EXERCISE: Please lay out every line of the rows below as a Markdown table with the columns Number and Line, numbering the lines in order and leaving out blank ones.

RECORDS SHOWN:
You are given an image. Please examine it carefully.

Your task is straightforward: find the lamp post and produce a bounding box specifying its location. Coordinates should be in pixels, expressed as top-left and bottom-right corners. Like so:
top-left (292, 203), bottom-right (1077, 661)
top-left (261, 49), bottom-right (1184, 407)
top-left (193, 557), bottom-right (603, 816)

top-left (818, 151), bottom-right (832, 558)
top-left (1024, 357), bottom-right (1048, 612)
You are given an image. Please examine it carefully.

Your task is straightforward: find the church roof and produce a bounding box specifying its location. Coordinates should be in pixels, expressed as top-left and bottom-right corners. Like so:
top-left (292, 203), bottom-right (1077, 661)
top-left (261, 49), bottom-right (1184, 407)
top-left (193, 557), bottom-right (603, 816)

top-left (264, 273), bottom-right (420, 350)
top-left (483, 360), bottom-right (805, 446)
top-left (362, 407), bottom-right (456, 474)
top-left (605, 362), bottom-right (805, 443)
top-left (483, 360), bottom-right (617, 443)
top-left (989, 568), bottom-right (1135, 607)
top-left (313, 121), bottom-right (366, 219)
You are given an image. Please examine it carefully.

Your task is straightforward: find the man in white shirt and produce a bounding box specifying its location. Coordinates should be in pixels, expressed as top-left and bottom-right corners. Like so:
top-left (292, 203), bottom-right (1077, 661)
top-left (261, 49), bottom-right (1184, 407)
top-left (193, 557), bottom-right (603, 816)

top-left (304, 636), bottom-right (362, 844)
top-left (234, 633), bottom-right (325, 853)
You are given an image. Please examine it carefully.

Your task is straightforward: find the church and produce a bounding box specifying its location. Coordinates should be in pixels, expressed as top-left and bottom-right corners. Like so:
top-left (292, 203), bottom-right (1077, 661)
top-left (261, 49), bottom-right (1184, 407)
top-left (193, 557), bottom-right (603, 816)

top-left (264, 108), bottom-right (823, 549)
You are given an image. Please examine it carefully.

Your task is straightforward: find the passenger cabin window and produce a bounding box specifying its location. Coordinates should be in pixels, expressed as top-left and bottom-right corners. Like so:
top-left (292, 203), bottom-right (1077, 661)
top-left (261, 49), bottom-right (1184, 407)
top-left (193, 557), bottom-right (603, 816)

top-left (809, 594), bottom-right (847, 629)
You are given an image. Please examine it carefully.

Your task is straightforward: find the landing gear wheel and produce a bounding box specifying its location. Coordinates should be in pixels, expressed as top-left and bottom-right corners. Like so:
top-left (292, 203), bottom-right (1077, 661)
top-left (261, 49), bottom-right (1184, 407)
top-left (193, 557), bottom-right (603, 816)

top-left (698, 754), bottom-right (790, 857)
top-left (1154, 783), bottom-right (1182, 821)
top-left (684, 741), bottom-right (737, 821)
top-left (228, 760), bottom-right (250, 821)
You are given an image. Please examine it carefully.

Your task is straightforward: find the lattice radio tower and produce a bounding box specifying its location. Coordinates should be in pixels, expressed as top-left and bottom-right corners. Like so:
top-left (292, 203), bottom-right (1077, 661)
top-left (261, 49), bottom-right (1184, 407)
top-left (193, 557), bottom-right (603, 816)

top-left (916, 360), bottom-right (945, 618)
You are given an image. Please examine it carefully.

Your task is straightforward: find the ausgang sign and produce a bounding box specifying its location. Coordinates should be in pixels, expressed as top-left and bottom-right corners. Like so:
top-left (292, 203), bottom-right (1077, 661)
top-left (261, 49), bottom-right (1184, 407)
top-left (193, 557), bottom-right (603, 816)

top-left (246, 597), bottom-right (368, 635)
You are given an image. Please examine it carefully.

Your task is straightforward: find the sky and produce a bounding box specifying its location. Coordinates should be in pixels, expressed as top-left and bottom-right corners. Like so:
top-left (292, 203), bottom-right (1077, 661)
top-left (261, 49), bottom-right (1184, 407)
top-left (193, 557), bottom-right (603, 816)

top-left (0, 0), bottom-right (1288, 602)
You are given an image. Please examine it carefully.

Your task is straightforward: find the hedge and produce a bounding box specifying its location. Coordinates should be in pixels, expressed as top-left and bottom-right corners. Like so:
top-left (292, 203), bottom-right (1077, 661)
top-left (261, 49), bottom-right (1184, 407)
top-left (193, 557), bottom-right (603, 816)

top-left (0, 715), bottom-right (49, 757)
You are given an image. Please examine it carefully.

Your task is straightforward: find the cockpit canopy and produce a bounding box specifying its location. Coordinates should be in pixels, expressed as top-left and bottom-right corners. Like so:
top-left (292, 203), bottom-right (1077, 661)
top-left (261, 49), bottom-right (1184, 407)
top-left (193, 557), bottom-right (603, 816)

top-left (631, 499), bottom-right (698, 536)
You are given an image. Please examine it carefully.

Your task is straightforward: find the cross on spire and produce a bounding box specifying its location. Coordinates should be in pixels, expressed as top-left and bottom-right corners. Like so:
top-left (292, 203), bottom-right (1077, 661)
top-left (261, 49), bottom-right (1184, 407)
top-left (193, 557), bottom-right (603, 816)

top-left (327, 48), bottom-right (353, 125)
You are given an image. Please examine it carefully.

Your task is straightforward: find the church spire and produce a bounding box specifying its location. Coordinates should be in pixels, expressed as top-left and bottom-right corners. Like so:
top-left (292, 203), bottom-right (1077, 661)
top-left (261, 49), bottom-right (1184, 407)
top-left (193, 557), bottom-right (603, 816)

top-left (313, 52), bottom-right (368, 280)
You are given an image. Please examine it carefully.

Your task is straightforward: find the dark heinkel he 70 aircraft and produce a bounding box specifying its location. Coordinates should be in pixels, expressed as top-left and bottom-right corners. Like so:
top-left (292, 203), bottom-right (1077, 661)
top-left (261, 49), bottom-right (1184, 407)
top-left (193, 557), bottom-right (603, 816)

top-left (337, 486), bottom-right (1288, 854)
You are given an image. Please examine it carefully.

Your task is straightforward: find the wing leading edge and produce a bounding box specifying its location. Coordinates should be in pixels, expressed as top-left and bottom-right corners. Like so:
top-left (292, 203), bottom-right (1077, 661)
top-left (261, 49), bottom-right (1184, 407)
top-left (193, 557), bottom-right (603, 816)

SOLUTION:
| Number | Line |
|---|---|
| 1 | You are given an image. Please examine it carefully. |
| 2 | Your task is straightforward: find the lamp post and produce a bounding box specifying its location. Coordinates should be in pixels, expressed as top-left and bottom-right corners. Like so: |
| 3 | top-left (292, 203), bottom-right (1077, 661) |
| 4 | top-left (261, 49), bottom-right (1184, 407) |
| 5 | top-left (193, 557), bottom-right (603, 816) |
| 6 | top-left (818, 151), bottom-right (832, 558) |
| 7 | top-left (1024, 357), bottom-right (1048, 612) |
| 8 | You are given an image. Please examine it carefully. |
| 9 | Your task is straightforward: find the church roof and produce a bounding box specifying its location. Coordinates should be in pixels, expressed as top-left and bottom-right corners. Like so: |
| 10 | top-left (292, 203), bottom-right (1077, 661) |
| 11 | top-left (261, 49), bottom-right (1184, 407) |
| 12 | top-left (193, 557), bottom-right (603, 816) |
| 13 | top-left (264, 273), bottom-right (420, 350) |
| 14 | top-left (483, 360), bottom-right (805, 446) |
| 15 | top-left (362, 407), bottom-right (456, 474) |
| 16 | top-left (605, 362), bottom-right (805, 443) |
| 17 | top-left (483, 360), bottom-right (617, 443) |
| 18 | top-left (989, 568), bottom-right (1135, 607) |
| 19 | top-left (313, 121), bottom-right (366, 219) |
| 20 | You are given an image. Please examine it carefully. |
| 21 | Your task is straightforward: find the man in white shirt and produce a bounding box specifying its location. Coordinates should be in pixels, expressed as top-left and bottom-right corners. Like so: |
| 22 | top-left (292, 203), bottom-right (1077, 661) |
| 23 | top-left (261, 49), bottom-right (1184, 407) |
| 24 | top-left (193, 557), bottom-right (603, 816) |
| 25 | top-left (304, 636), bottom-right (362, 844) |
| 26 | top-left (234, 633), bottom-right (325, 853) |
| 27 | You are given an image. Please examine it carefully. |
| 28 | Your task is straightforward: find the church and produce a bounding box specifying its location. Coordinates should be in pixels, expressed as top-left and bottom-right corners. Like so: |
| 29 | top-left (292, 203), bottom-right (1077, 661) |
| 30 | top-left (261, 49), bottom-right (1184, 407) |
| 31 | top-left (193, 557), bottom-right (603, 816) |
| 32 | top-left (264, 108), bottom-right (823, 549) |
| 33 | You are given an image. Please examine it carefully. |
| 34 | Your task is straightforward: find the passenger cabin window and produce a bounding box specifying its location. Coordinates should be in pixels, expressed as top-left and bottom-right corners. Like so: |
| 35 | top-left (292, 203), bottom-right (1077, 661) |
| 36 | top-left (261, 49), bottom-right (1184, 407) |
| 37 | top-left (193, 557), bottom-right (603, 816) |
| 38 | top-left (809, 594), bottom-right (847, 629) |
| 39 | You are given an image. Please examine it carefully. |
| 40 | Your task is straightforward: find the landing gear wheel and produce a bounding box specifying its location. Coordinates should be in pixels, expressed as top-left and bottom-right corners. Like so: |
| 41 | top-left (292, 203), bottom-right (1077, 661) |
| 42 | top-left (261, 49), bottom-right (1184, 407) |
| 43 | top-left (193, 557), bottom-right (603, 816) |
| 44 | top-left (698, 754), bottom-right (790, 857) |
| 45 | top-left (1154, 783), bottom-right (1182, 821) |
| 46 | top-left (684, 741), bottom-right (737, 821) |
| 47 | top-left (228, 760), bottom-right (250, 821) |
| 48 | You are given an image. Please examine it carefully. |
| 49 | Your task is straightforward: find the lattice radio tower and produce a bounding box specifying its location. Coordinates should be in pixels, expressed as top-left and bottom-right corners. Like so: |
| 50 | top-left (292, 203), bottom-right (1077, 661) |
| 51 | top-left (261, 49), bottom-right (1184, 407) |
| 52 | top-left (193, 557), bottom-right (603, 816) |
| 53 | top-left (916, 360), bottom-right (945, 618) |
| 54 | You are given an image. Please examine it carefully. |
| 55 | Your task is straightforward: find the ausgang sign and produce a bounding box specifying its location. Coordinates should be in pixels, expressed as top-left and bottom-right corners. Like so: |
| 56 | top-left (292, 203), bottom-right (1077, 661) |
| 57 | top-left (261, 49), bottom-right (1184, 407) |
| 58 | top-left (193, 557), bottom-right (603, 816) |
| 59 | top-left (246, 597), bottom-right (368, 635) |
| 60 | You are given an image. Please examine it carefully. |
| 61 | Your task is straightforward: find the sky and produce a bounding box specifying its location. Coordinates should be in pixels, expressed as top-left and bottom-right corners. Like so: |
| 62 | top-left (292, 203), bottom-right (1077, 661) |
| 63 | top-left (261, 49), bottom-right (1184, 407) |
| 64 | top-left (193, 557), bottom-right (603, 816) |
| 65 | top-left (0, 0), bottom-right (1288, 602) |
| 66 | You are given an image. Please examine it carefully. |
| 67 | Your task is straightforward: find the hedge and produce a bounding box specifying its location. Coordinates should be in pixels, expressed as top-left and bottom-right corners. Like so: |
| 68 | top-left (292, 203), bottom-right (1077, 661) |
| 69 | top-left (261, 49), bottom-right (1184, 407) |
| 70 | top-left (193, 557), bottom-right (603, 816) |
| 71 | top-left (0, 715), bottom-right (49, 757) |
| 72 | You are given an image. Please examine it carefully. |
| 73 | Your task is straightforward: find the cockpit canopy and produce a bounding box specifying its location. Coordinates should be in pixels, expressed as top-left and bottom-right corners. Like so: |
| 74 | top-left (292, 203), bottom-right (1077, 661) |
| 75 | top-left (261, 49), bottom-right (1184, 407) |
| 76 | top-left (193, 557), bottom-right (603, 816) |
| 77 | top-left (631, 499), bottom-right (698, 536) |
| 78 | You are given an image. Please examine it carefully. |
| 79 | Your task is straightforward: find the cross on spire and produce a bounding box specifying its location. Coordinates should be in pixels, expressed as top-left and bottom-right corners. Like so: |
| 80 | top-left (292, 203), bottom-right (1077, 661) |
| 81 | top-left (261, 49), bottom-right (1184, 407) |
| 82 | top-left (193, 557), bottom-right (603, 816) |
| 83 | top-left (327, 48), bottom-right (353, 125) |
| 84 | You are given an image. Please examine it carefully. |
| 85 | Your task is straightforward: find the church spire and produce a bounding box specifying its location. Coordinates should be in pixels, expressed as top-left and bottom-right corners. Like so: |
| 86 | top-left (292, 203), bottom-right (1077, 661) |
| 87 | top-left (261, 49), bottom-right (1184, 407) |
| 88 | top-left (193, 557), bottom-right (603, 816) |
| 89 | top-left (313, 52), bottom-right (368, 280) |
| 90 | You are given an image. Please examine it carefully. |
| 91 | Your task is straightforward: find the dark heinkel he 70 aircraft and produce a bounding box specifying its location. Coordinates should be in pixels, expressed as top-left and bottom-right corners. Like so: |
| 92 | top-left (292, 203), bottom-right (1077, 661) |
| 93 | top-left (261, 49), bottom-right (1184, 407) |
| 94 | top-left (193, 557), bottom-right (603, 816) |
| 95 | top-left (337, 486), bottom-right (1288, 854) |
| 96 | You are given an image. Please examine it carefully. |
| 97 | Your task is straightforward: find the wing leading edge and produce a bounding box specifying its location. Coordinates should be in pixels, expressed as top-left and bottom-right corners. Like so: |
| 98 | top-left (292, 203), bottom-right (1077, 661) |
| 99 | top-left (261, 49), bottom-right (1184, 407) |
| 100 | top-left (193, 557), bottom-right (603, 816) |